Update the records below by replacing every "Annotate" with "Label" and leaving all other text unchanged.

[Excerpts of labeled region data]
** start **

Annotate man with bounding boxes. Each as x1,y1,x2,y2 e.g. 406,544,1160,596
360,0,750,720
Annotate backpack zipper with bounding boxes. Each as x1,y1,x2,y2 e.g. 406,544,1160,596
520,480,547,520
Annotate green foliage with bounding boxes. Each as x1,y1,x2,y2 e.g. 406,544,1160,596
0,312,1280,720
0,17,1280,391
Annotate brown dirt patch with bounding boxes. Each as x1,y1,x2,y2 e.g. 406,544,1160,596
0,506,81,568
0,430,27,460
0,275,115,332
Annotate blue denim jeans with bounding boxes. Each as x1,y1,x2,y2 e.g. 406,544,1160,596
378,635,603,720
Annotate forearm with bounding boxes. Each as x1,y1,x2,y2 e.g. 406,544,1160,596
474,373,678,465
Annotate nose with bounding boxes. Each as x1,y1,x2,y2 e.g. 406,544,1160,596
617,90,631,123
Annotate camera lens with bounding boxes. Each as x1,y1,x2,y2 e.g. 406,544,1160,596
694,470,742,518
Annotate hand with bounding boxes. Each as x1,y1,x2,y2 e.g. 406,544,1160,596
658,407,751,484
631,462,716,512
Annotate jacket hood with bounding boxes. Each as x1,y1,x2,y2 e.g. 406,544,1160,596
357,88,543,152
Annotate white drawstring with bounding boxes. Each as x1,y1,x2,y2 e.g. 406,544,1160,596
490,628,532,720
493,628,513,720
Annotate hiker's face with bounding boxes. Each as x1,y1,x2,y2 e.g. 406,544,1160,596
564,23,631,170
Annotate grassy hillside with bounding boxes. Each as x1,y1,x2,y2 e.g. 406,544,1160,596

** end **

EXERCISE ANSWER:
Label man with bounding boxes. Each as x1,y1,x2,y2 e.g. 406,544,1160,596
360,0,750,720
Label backpack zipper with bounding boxes. Each as x1,y1,x2,y2 e.g. 406,544,1160,596
520,480,547,520
Label green foliage with bounding boxes. Each as x1,y1,x2,y2 e.g. 406,544,1160,596
0,312,1280,720
0,17,1280,391
Label brown dirt patch with bounding boxes. Each as x1,y1,x2,y2 e.g. 406,544,1160,596
0,506,81,568
0,430,27,460
0,275,115,332
Label blue denim jeans with bounding boxes. Each as x1,y1,x2,y2 e.g. 406,544,1160,596
378,635,603,720
Label forearm with bounding boxes. Each as x1,y1,x2,y2 e.g. 406,544,1160,596
474,373,678,465
Label nose with bounding boxes. Each as x1,y1,x2,y2 e.g. 406,544,1160,596
617,90,631,123
Label camera lens with bounding boxes. Each as x1,y1,x2,y2 e.g. 406,544,1160,596
694,470,742,518
Label hand with bounding boxes. Each as x1,y1,x2,y2 e.g. 406,544,1160,596
658,407,751,484
631,462,716,512
Label jacket hood with bounding boxes. Each as x1,y1,x2,y2 e.g. 406,544,1160,596
357,88,543,152
Label white drawstring with bounding boxes. Each as x1,y1,x2,y2 e.g. 406,544,1160,596
490,628,532,720
493,628,513,720
Label hiker's face with bounding boxes. Each as x1,y1,x2,y2 e.g. 406,544,1160,596
564,23,631,170
Label grassy hillside with bounding boxes. Each as x1,y1,x2,y2 e.g. 406,544,1160,596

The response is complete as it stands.